To do => Below are some records. Retype exactly the lines from the one containing "[locate] the sink basin" through the one containing "[locate] the camouflage", both included, skipping every picture.

+++ Source material

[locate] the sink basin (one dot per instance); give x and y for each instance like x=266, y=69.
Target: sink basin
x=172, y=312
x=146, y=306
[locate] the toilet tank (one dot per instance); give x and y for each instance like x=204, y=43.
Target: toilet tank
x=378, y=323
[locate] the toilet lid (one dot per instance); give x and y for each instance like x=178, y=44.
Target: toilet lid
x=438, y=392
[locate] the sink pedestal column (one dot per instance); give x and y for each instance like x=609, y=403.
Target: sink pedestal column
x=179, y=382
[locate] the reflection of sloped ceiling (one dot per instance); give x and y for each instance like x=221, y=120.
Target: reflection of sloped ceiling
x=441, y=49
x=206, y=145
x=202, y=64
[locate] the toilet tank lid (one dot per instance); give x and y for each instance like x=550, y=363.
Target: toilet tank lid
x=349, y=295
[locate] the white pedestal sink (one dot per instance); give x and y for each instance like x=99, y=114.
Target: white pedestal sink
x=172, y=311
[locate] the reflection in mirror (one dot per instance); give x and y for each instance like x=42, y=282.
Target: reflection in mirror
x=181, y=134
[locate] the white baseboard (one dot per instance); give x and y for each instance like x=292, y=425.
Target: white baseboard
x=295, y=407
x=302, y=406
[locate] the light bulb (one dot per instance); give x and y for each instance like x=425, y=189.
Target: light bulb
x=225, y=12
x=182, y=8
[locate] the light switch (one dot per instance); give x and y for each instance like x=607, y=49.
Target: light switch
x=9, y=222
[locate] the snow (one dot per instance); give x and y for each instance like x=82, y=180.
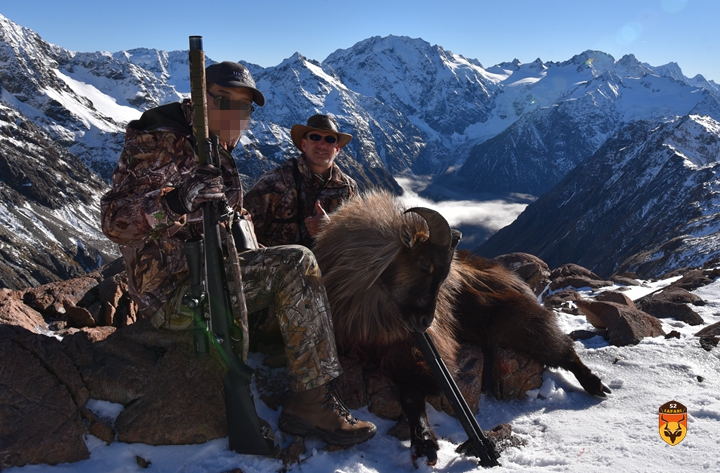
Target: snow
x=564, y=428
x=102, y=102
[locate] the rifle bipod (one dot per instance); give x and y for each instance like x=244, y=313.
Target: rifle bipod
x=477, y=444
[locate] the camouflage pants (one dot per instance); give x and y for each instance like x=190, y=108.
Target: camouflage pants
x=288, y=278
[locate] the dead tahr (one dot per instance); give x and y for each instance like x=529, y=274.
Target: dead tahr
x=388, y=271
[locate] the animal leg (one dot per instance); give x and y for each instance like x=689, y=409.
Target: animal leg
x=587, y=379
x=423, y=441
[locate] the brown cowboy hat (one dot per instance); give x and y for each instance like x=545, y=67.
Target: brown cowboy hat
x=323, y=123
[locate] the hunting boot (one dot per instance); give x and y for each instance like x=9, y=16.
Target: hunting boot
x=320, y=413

++++++
+++ Source material

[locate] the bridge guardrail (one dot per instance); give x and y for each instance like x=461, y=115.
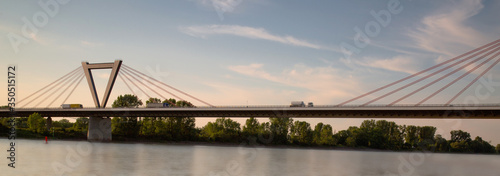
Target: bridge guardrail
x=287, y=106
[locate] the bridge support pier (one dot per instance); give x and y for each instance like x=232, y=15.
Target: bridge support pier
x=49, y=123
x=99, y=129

++++++

Exercise answer =>
[locate] the sink basin (one dot per instance); give x and y for each instance like x=266, y=69.
Target: sink basin
x=172, y=312
x=146, y=306
[locate] the toilet tank (one dot per instance); give x and y for each instance like x=204, y=43.
Target: toilet tank
x=378, y=323
[locate] the toilet lid (one dot per instance); give x and y for each instance like x=178, y=44.
Target: toilet lid
x=438, y=392
[locate] the sink pedestal column (one dot per instance); give x and y for each instance like x=609, y=403.
Target: sink pedestal column
x=179, y=382
[locate] the reflection of sloped ceiling (one dot per instance); give x and y for each instance like x=221, y=120.
Target: reflection of sloped ceiling
x=441, y=49
x=206, y=145
x=202, y=64
[locate] the toilet tank lid (one dot per instance); give x and y for each instance like x=550, y=363.
Target: toilet tank lid
x=349, y=295
[locate] the white pedestal sink (one dot per instance); give x and y for each instance like x=99, y=114.
Target: white pedestal sink
x=172, y=311
[locate] the reflection in mirror (one dot per instance); give x and y for each instance like x=42, y=282.
Target: reflection in mirror
x=181, y=134
[locate] the white baseboard (one dot per instance); give x and y for each instance like x=292, y=425.
Target: white baseboard
x=295, y=407
x=302, y=406
[locate] the light bulb (one dot per instance); give x and y for each instance like x=425, y=189.
Target: light bulb
x=225, y=12
x=182, y=8
[locate] the light switch (one dot per instance); give x and y for each instance like x=607, y=49.
Target: light switch
x=9, y=222
[locate] the snow (one dot per instance); give x and y for each instance like x=82, y=180.
Target: snow
x=564, y=428
x=102, y=102
[locate] the rifle bipod (one dot per instance); give x and y for each instance like x=244, y=313.
Target: rifle bipod
x=477, y=444
[locate] the camouflage pants (one dot per instance); give x and y for each instance like x=190, y=108.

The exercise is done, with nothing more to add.